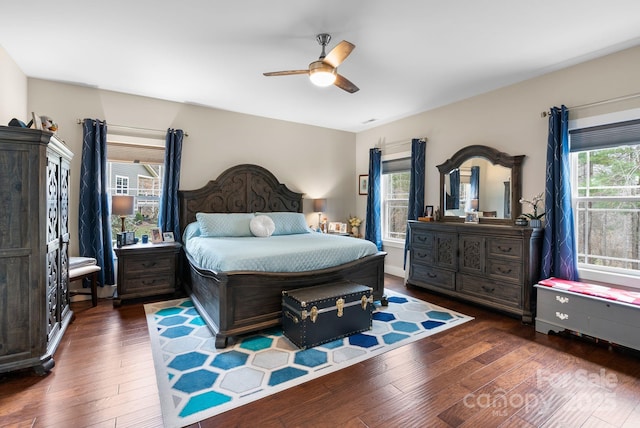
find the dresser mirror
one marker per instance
(483, 180)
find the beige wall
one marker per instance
(13, 90)
(507, 119)
(316, 161)
(325, 163)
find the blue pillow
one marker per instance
(288, 223)
(222, 224)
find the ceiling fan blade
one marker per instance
(344, 83)
(339, 53)
(286, 73)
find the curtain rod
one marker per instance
(597, 103)
(134, 128)
(398, 143)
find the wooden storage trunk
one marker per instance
(316, 315)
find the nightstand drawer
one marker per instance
(136, 265)
(146, 270)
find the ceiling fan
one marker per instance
(324, 71)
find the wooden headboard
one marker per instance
(242, 188)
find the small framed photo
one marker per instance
(363, 184)
(156, 235)
(37, 120)
(428, 211)
(471, 217)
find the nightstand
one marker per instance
(147, 270)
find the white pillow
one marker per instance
(262, 226)
(288, 223)
(224, 224)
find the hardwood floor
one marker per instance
(492, 371)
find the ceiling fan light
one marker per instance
(321, 74)
(322, 78)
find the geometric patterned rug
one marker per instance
(197, 381)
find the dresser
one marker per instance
(34, 239)
(147, 270)
(492, 265)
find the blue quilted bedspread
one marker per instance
(283, 253)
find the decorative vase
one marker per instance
(535, 222)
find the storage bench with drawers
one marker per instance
(598, 311)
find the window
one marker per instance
(396, 175)
(605, 164)
(121, 185)
(136, 169)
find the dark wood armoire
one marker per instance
(34, 254)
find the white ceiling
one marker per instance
(410, 55)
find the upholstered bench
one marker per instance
(84, 267)
(598, 311)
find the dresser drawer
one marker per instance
(421, 274)
(505, 269)
(422, 255)
(499, 292)
(421, 238)
(504, 247)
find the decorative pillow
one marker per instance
(222, 224)
(262, 226)
(288, 223)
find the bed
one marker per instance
(237, 302)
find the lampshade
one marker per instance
(321, 74)
(319, 205)
(122, 205)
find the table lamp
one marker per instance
(319, 205)
(122, 205)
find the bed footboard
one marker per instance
(243, 302)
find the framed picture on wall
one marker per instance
(156, 235)
(363, 184)
(37, 120)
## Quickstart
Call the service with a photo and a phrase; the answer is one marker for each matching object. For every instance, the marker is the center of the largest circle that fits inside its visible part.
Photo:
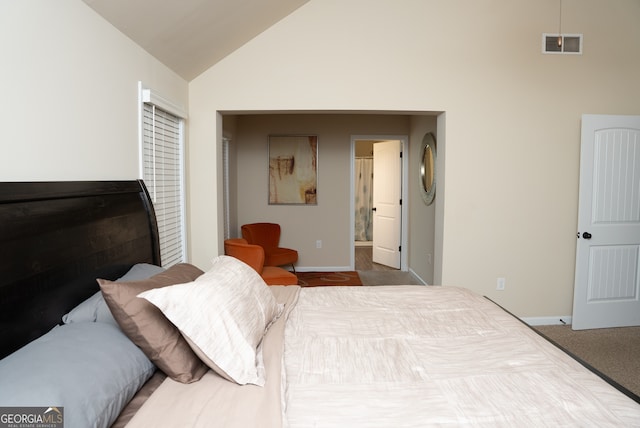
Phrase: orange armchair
(253, 255)
(267, 235)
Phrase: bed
(87, 310)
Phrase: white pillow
(223, 315)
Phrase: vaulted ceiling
(190, 36)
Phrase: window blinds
(162, 160)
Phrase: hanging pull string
(560, 27)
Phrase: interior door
(607, 290)
(387, 193)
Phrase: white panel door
(387, 191)
(607, 281)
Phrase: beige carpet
(613, 351)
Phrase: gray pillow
(95, 309)
(90, 369)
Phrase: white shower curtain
(364, 199)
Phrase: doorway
(391, 236)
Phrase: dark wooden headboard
(56, 238)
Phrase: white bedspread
(415, 356)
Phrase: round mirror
(428, 169)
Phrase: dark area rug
(615, 352)
(319, 279)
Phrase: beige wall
(329, 220)
(512, 118)
(422, 217)
(69, 85)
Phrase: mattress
(410, 356)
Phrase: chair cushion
(277, 276)
(280, 256)
(266, 235)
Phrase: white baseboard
(560, 320)
(322, 268)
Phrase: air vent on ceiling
(562, 43)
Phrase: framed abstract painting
(293, 170)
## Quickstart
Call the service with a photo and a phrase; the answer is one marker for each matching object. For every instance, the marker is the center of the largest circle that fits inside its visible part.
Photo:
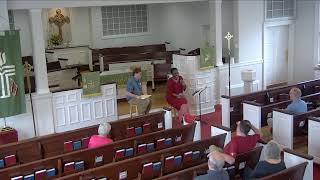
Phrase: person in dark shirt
(216, 171)
(242, 142)
(272, 164)
(134, 92)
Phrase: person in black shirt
(272, 164)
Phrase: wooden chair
(133, 107)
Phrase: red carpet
(216, 117)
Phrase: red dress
(174, 87)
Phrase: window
(11, 19)
(121, 20)
(280, 9)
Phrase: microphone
(199, 91)
(194, 93)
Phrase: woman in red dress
(175, 97)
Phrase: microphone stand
(199, 97)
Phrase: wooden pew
(108, 152)
(257, 113)
(53, 145)
(219, 129)
(132, 168)
(232, 105)
(249, 159)
(313, 138)
(293, 173)
(298, 168)
(286, 125)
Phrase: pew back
(108, 153)
(292, 173)
(53, 145)
(131, 168)
(232, 105)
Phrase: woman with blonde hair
(102, 137)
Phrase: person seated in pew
(296, 106)
(216, 171)
(174, 94)
(272, 164)
(241, 143)
(134, 92)
(102, 137)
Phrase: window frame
(279, 18)
(148, 32)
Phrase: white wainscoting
(196, 79)
(72, 110)
(236, 82)
(313, 140)
(283, 129)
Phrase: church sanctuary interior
(159, 89)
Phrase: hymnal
(187, 156)
(156, 166)
(79, 166)
(129, 152)
(10, 160)
(85, 142)
(67, 146)
(168, 142)
(138, 130)
(41, 174)
(160, 143)
(146, 127)
(76, 145)
(142, 148)
(150, 147)
(68, 167)
(119, 153)
(51, 172)
(130, 131)
(169, 161)
(147, 168)
(177, 160)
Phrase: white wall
(227, 25)
(250, 27)
(4, 19)
(21, 19)
(149, 38)
(304, 59)
(181, 23)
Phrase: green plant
(55, 39)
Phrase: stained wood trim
(253, 103)
(305, 156)
(316, 119)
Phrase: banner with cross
(207, 57)
(12, 93)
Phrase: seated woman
(101, 138)
(174, 96)
(134, 91)
(272, 164)
(296, 106)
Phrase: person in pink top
(102, 137)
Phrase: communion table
(196, 79)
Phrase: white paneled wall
(72, 110)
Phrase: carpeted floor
(216, 117)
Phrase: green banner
(91, 84)
(12, 97)
(207, 57)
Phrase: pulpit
(196, 79)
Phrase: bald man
(215, 165)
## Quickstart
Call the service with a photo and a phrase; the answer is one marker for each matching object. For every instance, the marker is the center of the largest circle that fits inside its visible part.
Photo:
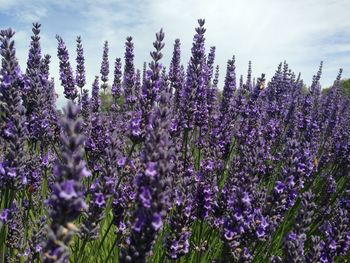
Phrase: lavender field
(163, 164)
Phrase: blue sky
(303, 32)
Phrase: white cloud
(303, 32)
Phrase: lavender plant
(177, 168)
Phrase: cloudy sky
(303, 32)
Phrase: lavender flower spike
(104, 67)
(67, 198)
(80, 72)
(66, 73)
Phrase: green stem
(112, 248)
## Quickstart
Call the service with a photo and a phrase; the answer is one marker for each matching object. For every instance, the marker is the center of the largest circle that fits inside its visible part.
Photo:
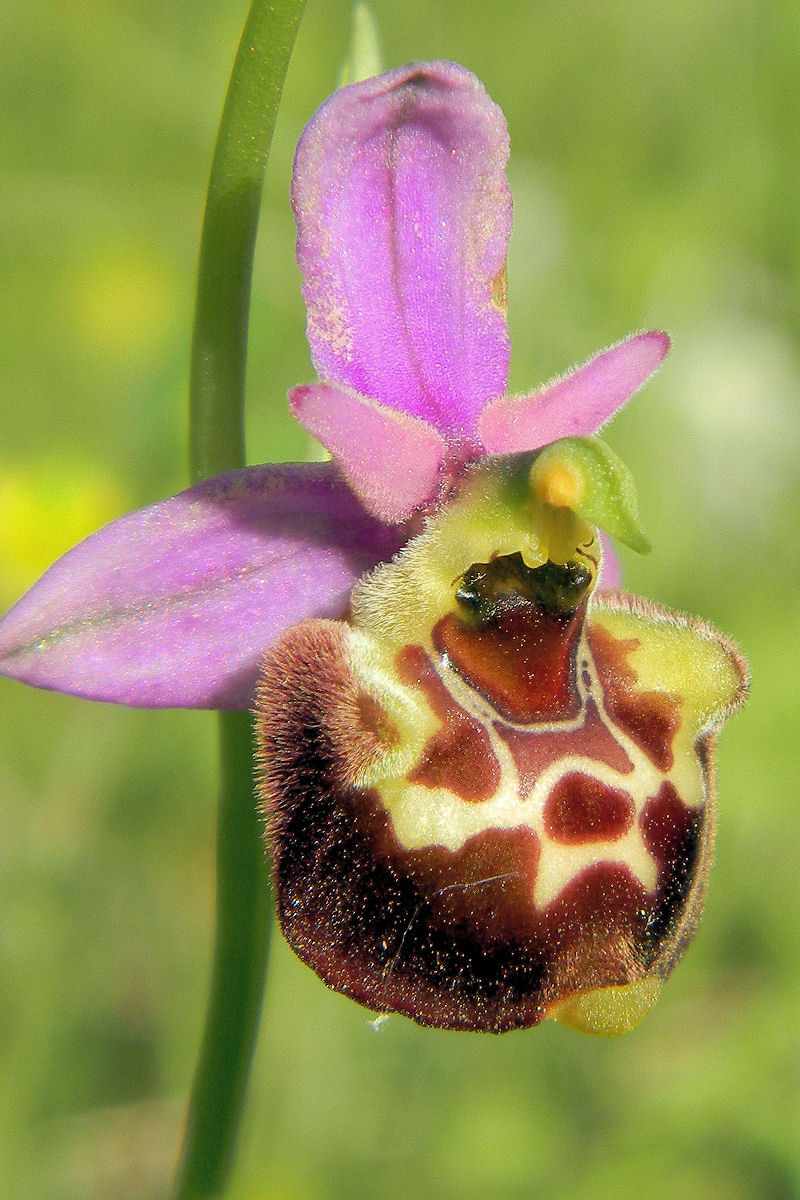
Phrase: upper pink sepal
(175, 605)
(403, 217)
(578, 403)
(391, 461)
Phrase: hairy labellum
(488, 797)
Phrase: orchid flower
(487, 781)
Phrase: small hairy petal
(403, 217)
(390, 460)
(611, 571)
(577, 405)
(176, 604)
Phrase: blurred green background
(655, 169)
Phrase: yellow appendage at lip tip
(557, 483)
(609, 1012)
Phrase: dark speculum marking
(581, 808)
(459, 755)
(449, 937)
(522, 660)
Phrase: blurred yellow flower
(47, 507)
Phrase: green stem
(217, 443)
(220, 343)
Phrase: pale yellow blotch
(685, 658)
(608, 1012)
(407, 718)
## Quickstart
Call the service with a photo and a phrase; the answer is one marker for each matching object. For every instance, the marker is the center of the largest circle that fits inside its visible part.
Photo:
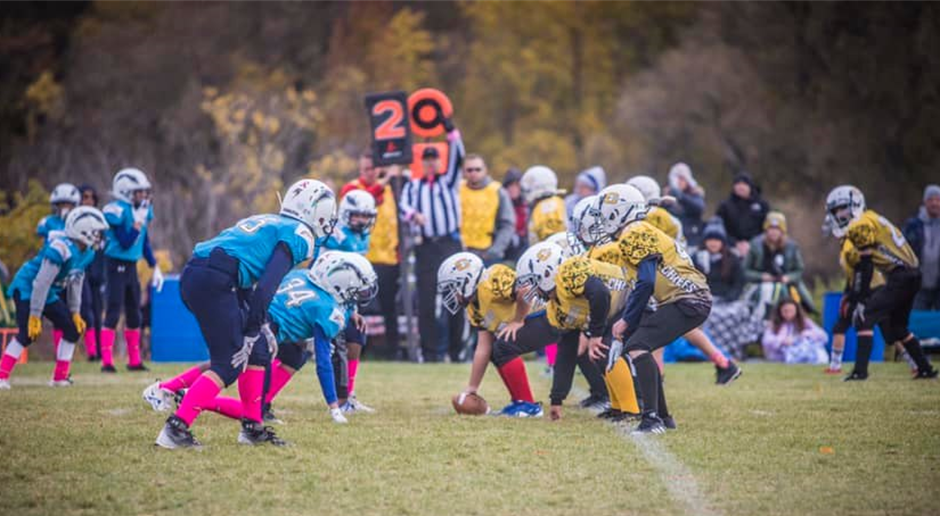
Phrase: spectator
(383, 242)
(775, 258)
(792, 338)
(690, 202)
(923, 233)
(429, 201)
(730, 324)
(588, 183)
(521, 236)
(487, 215)
(743, 212)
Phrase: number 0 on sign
(391, 130)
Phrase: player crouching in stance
(35, 290)
(307, 312)
(882, 247)
(506, 328)
(249, 259)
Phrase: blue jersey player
(245, 262)
(36, 290)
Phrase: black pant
(123, 289)
(428, 258)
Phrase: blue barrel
(175, 335)
(831, 315)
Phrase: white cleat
(159, 399)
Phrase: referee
(430, 201)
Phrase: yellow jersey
(676, 277)
(548, 217)
(569, 309)
(890, 249)
(495, 301)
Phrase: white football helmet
(843, 205)
(457, 280)
(538, 182)
(313, 203)
(348, 277)
(616, 207)
(86, 225)
(358, 202)
(127, 181)
(537, 267)
(65, 193)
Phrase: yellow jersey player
(583, 298)
(881, 246)
(506, 327)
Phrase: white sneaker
(338, 417)
(159, 399)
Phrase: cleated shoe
(176, 434)
(254, 433)
(727, 375)
(159, 399)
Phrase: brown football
(473, 405)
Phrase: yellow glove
(79, 323)
(34, 328)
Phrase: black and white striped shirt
(438, 198)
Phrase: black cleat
(727, 375)
(856, 377)
(176, 434)
(254, 433)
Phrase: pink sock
(107, 346)
(280, 375)
(353, 369)
(551, 351)
(91, 343)
(132, 337)
(182, 381)
(720, 360)
(250, 386)
(228, 407)
(200, 397)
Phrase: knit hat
(775, 219)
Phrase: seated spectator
(792, 338)
(588, 182)
(730, 324)
(743, 212)
(690, 202)
(923, 233)
(775, 260)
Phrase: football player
(35, 290)
(881, 246)
(248, 260)
(507, 328)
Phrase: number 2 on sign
(391, 127)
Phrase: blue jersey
(49, 226)
(345, 239)
(252, 241)
(61, 251)
(120, 216)
(299, 306)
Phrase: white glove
(157, 280)
(338, 416)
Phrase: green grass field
(782, 440)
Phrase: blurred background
(223, 102)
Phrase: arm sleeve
(324, 365)
(598, 296)
(76, 282)
(278, 265)
(640, 296)
(505, 226)
(41, 285)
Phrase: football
(473, 405)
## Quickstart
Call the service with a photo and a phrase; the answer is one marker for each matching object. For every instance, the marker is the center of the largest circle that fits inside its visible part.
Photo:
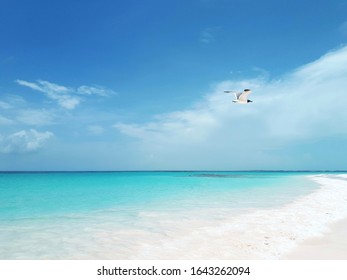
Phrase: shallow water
(134, 215)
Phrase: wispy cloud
(305, 105)
(37, 117)
(67, 97)
(208, 35)
(96, 129)
(5, 105)
(343, 29)
(24, 141)
(95, 90)
(5, 121)
(58, 93)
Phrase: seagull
(241, 97)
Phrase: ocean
(142, 215)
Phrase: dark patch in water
(218, 175)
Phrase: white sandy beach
(331, 246)
(312, 227)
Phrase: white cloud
(58, 93)
(96, 129)
(24, 141)
(343, 28)
(35, 117)
(66, 97)
(5, 121)
(208, 35)
(5, 105)
(95, 90)
(304, 106)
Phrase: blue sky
(138, 85)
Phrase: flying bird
(241, 97)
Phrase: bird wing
(243, 95)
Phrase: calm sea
(91, 215)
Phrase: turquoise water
(42, 214)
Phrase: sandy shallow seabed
(331, 246)
(281, 233)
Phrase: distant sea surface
(123, 215)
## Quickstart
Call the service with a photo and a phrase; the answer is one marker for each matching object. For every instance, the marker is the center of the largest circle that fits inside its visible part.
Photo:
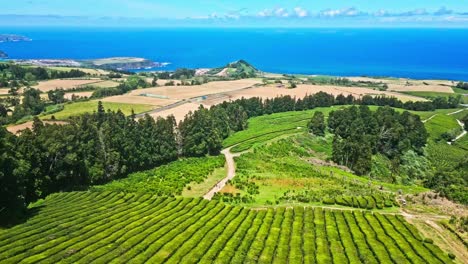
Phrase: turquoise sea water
(414, 53)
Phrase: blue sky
(248, 13)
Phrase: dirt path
(456, 112)
(230, 172)
(424, 121)
(464, 131)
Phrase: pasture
(293, 170)
(79, 108)
(111, 227)
(67, 84)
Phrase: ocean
(412, 53)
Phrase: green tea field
(111, 227)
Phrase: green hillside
(110, 227)
(238, 69)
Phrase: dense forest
(361, 133)
(10, 74)
(103, 146)
(33, 104)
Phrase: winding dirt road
(231, 173)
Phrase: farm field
(66, 84)
(440, 124)
(430, 95)
(402, 84)
(171, 179)
(111, 227)
(79, 108)
(69, 96)
(264, 128)
(86, 70)
(237, 91)
(187, 92)
(303, 90)
(293, 170)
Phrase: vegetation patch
(167, 180)
(110, 227)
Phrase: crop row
(376, 201)
(95, 227)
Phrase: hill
(110, 227)
(237, 69)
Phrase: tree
(317, 124)
(57, 96)
(32, 102)
(200, 136)
(12, 193)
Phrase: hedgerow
(135, 228)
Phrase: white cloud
(281, 12)
(301, 12)
(443, 11)
(345, 12)
(265, 13)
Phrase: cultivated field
(69, 96)
(86, 70)
(66, 84)
(138, 99)
(408, 85)
(110, 227)
(79, 108)
(18, 128)
(261, 91)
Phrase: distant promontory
(13, 38)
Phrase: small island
(13, 38)
(115, 63)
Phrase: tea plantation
(111, 227)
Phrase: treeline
(360, 133)
(181, 73)
(462, 85)
(13, 109)
(347, 82)
(13, 75)
(132, 83)
(103, 146)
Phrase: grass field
(109, 227)
(441, 124)
(264, 128)
(293, 170)
(430, 95)
(173, 178)
(459, 90)
(79, 108)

#### Your instructions
A word-for-word copy of the lines from the start of the listing through the line containing "find the wooden storage trunk" is the answer. Pictures stay out of it.

#### Final answer
find the dresser mirror
one marker per instance
(483, 180)
find the beige wall
one marker per instance
(13, 90)
(507, 119)
(316, 161)
(325, 163)
find the blue pillow
one marker per instance
(288, 223)
(222, 224)
find the ceiling fan blade
one marker per instance
(344, 83)
(339, 53)
(286, 73)
find the curtain rod
one marker per instance
(597, 103)
(134, 128)
(398, 143)
find the wooden storage trunk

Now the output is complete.